▶ _Tugas Wajib_:
A. Ubah paragraf dalam artikel debat capres yang diawali "Minggu (7/1/2024), Komisi Pemilihan Umum" menjadi daftar poin yang lebih ringkas. Fakta-fakta utamanya harus tetap ada.
B. Sunting bagian artikel debat capres mulai dari "Minggu (7/1/2024), Komisi" sampai dengan "tiga segmen debat.", lalu tuliskan kembali bagian itu dengan mengganti kata "panelis" menjadi "narasumber".

▶ _Teks yang Diberikan_:

__________

Debat Ketiga Pilpres Republik Indonesia : Pertahanan, Keamanan, Hubungan Internasional, Globalisasi, Geopolitik, dan Politik Luar Negeri

FPCI Chapter Unsoed
9 min readJan 17, 2024

--

Minggu (7/1/2024), Komisi Pemilihan Umum (KPU) menyelenggarakan debat calon presiden dalam konteks pemilihan presiden RI 2024. Debat capres ketiga ini berlangsung di Istora Senayan dengan partisipasi dari ketiga kandidat calon presiden RI, yakni Anies Baswedan, Prabowo Subianto, dan Ganjar Pranowo. Acara tersebut berlangsung selama 120 menit dengan enam topik pembahasan, meliputi pertahanan, keamanan, geopolitik, globalisasi, hubungan internasional, dan politik luar negeri. Selain itu, sebelas panelis hadir dari kalangan akademisi, peneliti, hingga purnawirawan TNI. Para panelis tersebut turut terlibat dalam menyusun pertanyaan-pertanyaan debat. Meskipun demikian, fokus utama dalam pembahasan kali ini tertuju pada kebijakan luar negeri di setiap pemaparan materinya. Untuk mengetahui lebih lanjut mengenai debat tersebut, kami telah merangkumnya ke dalam tiga segmen debat.

Segmen 1: Bagaimana visi misi Capres dalam menentukan arah kebijakan luar negeri Indonesia?

__________

▶ _Data Tercatat_:
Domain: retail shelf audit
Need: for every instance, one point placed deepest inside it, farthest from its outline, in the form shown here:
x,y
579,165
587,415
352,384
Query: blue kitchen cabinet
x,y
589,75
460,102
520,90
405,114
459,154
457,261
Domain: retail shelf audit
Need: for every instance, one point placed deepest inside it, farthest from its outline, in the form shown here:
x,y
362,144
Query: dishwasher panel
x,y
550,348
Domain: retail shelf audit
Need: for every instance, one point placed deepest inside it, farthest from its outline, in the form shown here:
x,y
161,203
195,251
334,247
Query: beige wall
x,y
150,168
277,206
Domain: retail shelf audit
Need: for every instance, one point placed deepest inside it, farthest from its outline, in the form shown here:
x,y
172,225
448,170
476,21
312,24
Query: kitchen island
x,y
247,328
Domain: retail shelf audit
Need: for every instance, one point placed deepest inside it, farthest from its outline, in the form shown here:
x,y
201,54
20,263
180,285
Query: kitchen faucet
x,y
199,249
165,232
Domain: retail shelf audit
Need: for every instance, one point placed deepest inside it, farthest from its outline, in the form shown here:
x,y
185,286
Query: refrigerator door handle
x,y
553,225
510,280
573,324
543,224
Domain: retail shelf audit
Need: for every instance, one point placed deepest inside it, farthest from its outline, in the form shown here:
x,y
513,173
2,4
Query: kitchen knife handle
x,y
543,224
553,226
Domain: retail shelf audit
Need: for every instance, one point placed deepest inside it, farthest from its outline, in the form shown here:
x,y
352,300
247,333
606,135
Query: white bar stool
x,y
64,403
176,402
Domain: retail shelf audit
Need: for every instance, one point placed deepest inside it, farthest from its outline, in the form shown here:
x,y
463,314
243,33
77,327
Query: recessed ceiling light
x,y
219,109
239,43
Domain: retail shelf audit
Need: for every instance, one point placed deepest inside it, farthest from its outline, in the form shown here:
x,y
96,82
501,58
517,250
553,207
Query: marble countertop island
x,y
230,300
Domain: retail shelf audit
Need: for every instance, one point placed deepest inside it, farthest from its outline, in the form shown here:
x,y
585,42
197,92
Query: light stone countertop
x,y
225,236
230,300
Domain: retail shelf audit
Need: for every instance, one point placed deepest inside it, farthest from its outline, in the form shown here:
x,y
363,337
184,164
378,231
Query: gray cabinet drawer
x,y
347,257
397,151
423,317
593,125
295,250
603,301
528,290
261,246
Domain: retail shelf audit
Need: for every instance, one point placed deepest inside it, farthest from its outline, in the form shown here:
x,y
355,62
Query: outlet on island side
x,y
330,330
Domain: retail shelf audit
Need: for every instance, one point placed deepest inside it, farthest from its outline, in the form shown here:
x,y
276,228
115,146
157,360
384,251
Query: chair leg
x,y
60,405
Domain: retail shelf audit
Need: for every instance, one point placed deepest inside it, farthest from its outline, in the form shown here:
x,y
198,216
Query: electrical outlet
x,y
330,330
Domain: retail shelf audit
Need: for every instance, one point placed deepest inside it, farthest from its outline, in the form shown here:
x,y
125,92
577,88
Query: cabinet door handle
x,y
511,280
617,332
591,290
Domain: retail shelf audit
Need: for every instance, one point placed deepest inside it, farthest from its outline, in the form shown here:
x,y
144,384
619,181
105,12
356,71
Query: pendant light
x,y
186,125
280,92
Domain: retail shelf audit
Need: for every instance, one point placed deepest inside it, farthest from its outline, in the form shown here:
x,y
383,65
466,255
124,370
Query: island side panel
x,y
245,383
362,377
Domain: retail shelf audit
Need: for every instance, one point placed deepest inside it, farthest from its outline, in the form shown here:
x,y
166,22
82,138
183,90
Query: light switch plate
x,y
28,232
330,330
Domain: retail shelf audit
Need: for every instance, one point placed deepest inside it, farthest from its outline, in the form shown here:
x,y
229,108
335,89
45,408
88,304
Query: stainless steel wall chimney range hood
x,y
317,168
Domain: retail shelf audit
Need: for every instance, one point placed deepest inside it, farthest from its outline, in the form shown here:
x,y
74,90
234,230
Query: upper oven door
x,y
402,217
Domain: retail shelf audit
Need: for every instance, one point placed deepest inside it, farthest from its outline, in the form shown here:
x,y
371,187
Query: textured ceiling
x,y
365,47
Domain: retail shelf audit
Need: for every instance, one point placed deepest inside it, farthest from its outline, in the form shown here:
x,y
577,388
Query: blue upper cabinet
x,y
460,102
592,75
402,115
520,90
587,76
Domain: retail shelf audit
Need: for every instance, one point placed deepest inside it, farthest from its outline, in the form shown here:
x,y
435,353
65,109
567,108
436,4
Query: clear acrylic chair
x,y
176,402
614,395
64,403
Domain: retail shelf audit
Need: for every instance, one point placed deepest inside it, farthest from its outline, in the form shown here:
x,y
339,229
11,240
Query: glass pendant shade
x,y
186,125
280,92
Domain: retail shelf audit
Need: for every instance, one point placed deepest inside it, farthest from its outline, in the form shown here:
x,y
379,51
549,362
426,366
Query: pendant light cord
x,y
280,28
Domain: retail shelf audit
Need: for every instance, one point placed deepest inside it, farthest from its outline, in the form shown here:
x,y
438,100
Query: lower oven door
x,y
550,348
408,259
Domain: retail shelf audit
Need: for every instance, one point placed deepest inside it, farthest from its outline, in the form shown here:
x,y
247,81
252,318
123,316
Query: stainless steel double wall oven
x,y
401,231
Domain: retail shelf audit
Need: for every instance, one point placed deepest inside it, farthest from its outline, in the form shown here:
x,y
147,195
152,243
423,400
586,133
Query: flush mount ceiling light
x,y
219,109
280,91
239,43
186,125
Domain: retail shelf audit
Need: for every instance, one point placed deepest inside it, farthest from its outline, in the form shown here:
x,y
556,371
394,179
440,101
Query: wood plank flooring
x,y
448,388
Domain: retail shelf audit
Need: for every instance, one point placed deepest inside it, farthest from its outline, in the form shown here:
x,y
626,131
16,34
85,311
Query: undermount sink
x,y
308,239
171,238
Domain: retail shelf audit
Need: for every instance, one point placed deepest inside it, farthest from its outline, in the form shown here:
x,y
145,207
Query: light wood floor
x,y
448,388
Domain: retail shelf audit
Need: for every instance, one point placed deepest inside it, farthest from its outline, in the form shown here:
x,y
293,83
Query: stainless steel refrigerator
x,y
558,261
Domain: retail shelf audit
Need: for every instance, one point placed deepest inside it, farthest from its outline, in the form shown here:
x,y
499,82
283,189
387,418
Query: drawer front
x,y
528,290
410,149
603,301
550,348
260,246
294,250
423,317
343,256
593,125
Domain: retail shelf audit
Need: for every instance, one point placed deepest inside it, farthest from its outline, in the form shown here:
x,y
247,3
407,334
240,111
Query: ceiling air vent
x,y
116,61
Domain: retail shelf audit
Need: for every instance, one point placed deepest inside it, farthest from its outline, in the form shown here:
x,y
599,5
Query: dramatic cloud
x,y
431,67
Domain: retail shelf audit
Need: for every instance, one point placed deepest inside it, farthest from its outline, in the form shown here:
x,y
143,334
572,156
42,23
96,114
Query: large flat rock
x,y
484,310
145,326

__________

▶ _Jawaban Lengkap_:
A.
- Debat capres ketiga Pilpres RI 2024 diselenggarakan KPU pada Minggu (7/1/2024) di Istora Senayan.
- Debat diikuti tiga calon presiden, yaitu Anies Baswedan, Prabowo Subianto, dan Ganjar Pranowo.
- Debat berlangsung 120 menit dengan enam topik: pertahanan, keamanan, geopolitik, globalisasi, hubungan internasional, dan politik luar negeri.
- Sebelas panelis dari kalangan akademisi, peneliti, hingga purnawirawan TNI ikut menyusun pertanyaan debat.
- Fokus utama pembahasan tertuju pada kebijakan luar negeri.
- Debat tersebut dirangkum ke dalam tiga segmen.

B.
Minggu (7/1/2024), Komisi Pemilihan Umum (KPU) menyelenggarakan debat calon presiden dalam konteks pemilihan presiden RI 2024. Debat capres ketiga ini berlangsung di Istora Senayan dengan partisipasi dari ketiga kandidat calon presiden RI, yakni Anies Baswedan, Prabowo Subianto, dan Ganjar Pranowo. Acara tersebut berlangsung selama 120 menit dengan enam topik pembahasan, meliputi pertahanan, keamanan, geopolitik, globalisasi, hubungan internasional, dan politik luar negeri. Selain itu, sebelas narasumber hadir dari kalangan akademisi, peneliti, hingga purnawirawan TNI. Para narasumber tersebut turut terlibat dalam menyusun pertanyaan-pertanyaan debat. Meskipun demikian, fokus utama dalam pembahasan kali ini tertuju pada kebijakan luar negeri di setiap pemaparan materinya. Untuk mengetahui lebih lanjut mengenai debat tersebut, kami telah merangkumnya ke dalam tiga segmen debat.